Task details ->
Can you write out every one of the lines below again, word for word and unchanged?

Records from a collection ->
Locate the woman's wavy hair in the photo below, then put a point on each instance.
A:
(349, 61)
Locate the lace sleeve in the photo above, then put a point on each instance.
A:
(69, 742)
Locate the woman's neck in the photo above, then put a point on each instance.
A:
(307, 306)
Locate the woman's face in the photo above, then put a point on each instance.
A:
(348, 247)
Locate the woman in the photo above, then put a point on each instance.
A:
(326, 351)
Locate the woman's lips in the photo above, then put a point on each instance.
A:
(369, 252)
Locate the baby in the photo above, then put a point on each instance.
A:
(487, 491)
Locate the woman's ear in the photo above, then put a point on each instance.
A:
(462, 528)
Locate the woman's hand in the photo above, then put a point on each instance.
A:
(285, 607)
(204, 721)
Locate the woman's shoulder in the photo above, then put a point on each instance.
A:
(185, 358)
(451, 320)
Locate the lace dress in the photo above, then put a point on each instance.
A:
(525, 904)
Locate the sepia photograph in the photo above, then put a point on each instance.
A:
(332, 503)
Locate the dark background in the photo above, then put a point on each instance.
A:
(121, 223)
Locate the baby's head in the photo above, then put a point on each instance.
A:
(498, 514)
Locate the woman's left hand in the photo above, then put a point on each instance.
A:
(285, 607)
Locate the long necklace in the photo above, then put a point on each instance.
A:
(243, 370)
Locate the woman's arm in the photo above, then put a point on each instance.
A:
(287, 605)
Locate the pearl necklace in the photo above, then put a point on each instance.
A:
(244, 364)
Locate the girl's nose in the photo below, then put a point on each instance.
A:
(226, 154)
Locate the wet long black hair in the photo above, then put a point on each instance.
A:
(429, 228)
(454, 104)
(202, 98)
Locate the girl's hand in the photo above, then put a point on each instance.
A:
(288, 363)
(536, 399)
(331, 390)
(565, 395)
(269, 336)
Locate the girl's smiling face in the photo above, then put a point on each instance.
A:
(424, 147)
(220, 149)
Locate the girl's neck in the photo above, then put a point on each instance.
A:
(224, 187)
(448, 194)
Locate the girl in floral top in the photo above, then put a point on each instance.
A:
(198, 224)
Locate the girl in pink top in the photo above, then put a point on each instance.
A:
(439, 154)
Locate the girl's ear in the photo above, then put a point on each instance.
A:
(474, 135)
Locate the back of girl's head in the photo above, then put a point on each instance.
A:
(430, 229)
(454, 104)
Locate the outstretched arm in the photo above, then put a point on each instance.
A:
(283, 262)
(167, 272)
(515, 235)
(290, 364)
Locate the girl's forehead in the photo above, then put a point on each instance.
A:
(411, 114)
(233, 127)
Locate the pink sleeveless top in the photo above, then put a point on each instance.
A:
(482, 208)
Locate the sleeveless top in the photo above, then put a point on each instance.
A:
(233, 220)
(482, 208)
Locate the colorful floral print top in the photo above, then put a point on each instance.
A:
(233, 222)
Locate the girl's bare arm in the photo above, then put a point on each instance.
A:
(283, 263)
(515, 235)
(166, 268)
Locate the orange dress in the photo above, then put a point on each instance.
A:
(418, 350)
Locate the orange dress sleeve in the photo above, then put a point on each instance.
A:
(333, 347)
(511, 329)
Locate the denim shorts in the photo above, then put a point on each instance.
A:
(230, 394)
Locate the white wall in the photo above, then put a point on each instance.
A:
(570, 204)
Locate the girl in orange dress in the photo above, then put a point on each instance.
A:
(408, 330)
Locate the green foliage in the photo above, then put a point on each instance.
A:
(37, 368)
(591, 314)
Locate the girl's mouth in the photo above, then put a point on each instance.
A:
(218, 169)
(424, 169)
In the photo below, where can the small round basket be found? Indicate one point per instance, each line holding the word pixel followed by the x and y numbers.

Finished answer ->
Locate the woman's wavy hair in the photo below, then put a point on each instance.
A:
(349, 61)
Locate the lace sleeve in the photo above, then put a point on each instance.
A:
(69, 742)
Locate the woman's neck in the photo above, then put a point on each instance.
A:
(307, 306)
Locate the woman's face in the photo above, then put a point on each instance.
A:
(348, 247)
Locate the woman in the photo above, then put a point on each instance.
A:
(326, 351)
Locate the woman's lips in the photo above, then put a point on each instance.
A:
(369, 252)
Locate the baby in the photo above, then put a point on each instance.
A:
(487, 491)
Locate the woman's ear in the photo above, then put a point on each instance.
A:
(462, 528)
Locate the woman's hand in the photo above, then put a point on each instance.
A:
(285, 607)
(204, 721)
Locate the woman's shoulder in the photo above, then put a point on each instance.
A:
(185, 358)
(451, 320)
Locate the lace dress in the photo above, then put a point on each instance.
A:
(525, 904)
Locate the sepia photograph in the photo above, then put a point on each instance.
A:
(332, 503)
Locate the dark background in the photo above, then put a point on each instance.
A:
(121, 223)
Locate the baby's head in the photo above, then put a point on each instance.
A:
(498, 514)
Locate the woman's left hand in the photo above, then put a point on each instance.
A:
(285, 607)
Locate the long necklace in the photo above, then put a point on each instance.
A:
(243, 370)
Locate the woman's arm in the photo above, then put a point on each instance.
A:
(287, 605)
Locate the pearl necklace in the photo above, then put a point on each instance.
A:
(244, 364)
Locate the girl's nose in the photo below, then put a point on each instance.
A:
(226, 154)
Locate the wet long black hair in the photo above, then put a point on each instance.
A:
(429, 228)
(454, 104)
(202, 98)
Locate the girl's hand in the photo above, then put a point on each instance.
A:
(288, 363)
(536, 399)
(331, 390)
(565, 395)
(269, 336)
Locate the girl's smiling face in the photo above, then put a point on each instance.
A:
(424, 147)
(220, 149)
Locate the girl's neck in the photo above, then put a point on each instance.
A:
(224, 187)
(448, 194)
Locate the girl in floral top in the photo above, then put a point on each instance.
A:
(198, 224)
Locate the girl in pink top in the photo above, then put a point on each instance.
A:
(439, 154)
Locate the girl's ear in the photo above, then put a point on each instance.
A:
(474, 135)
Locate the back of girl's head in the photo above, then put a point on each instance.
A:
(430, 229)
(454, 104)
Locate the outstretched arm in the photo above, then put a point on each instance.
A:
(283, 262)
(167, 272)
(515, 235)
(290, 364)
Locate the girl's forehead in the photo above, then put a point on each instance.
A:
(411, 114)
(233, 127)
Locate the pink sleeveless top in the photo above, then put a point on each instance.
A:
(482, 208)
Locate the sleeveless top in the photo above, then put a point on each instance.
A:
(233, 220)
(482, 208)
Locate the colorful floral print top in the photo above, then put a point on each instance.
A:
(233, 222)
Locate the girl's bare arm in the photo above, then put a point on each instance.
A:
(283, 263)
(515, 235)
(166, 268)
Locate the orange dress in the photo above, then put a point on each instance.
A:
(418, 350)
Locate the orange dress sleeve in the photo above, then put a point on each instance.
A:
(333, 347)
(511, 329)
Locate the denim shorts in the photo above, then put a point on each instance.
A:
(230, 394)
Locate the white wall in the photo above, then put a point on each instance.
A:
(570, 204)
Locate the girl in orange dress in the photo above, then put a point on each instance.
A:
(408, 330)
Locate the green foliage in the photo above, then put a point on each instance.
A:
(37, 368)
(591, 314)
Locate the girl's mouth in the photo above, then put a point on each instance.
A:
(218, 169)
(424, 169)
In the photo below, where can the small round basket be found? Indicate one point per instance, each line holding the word pixel followed by the x and y numbers.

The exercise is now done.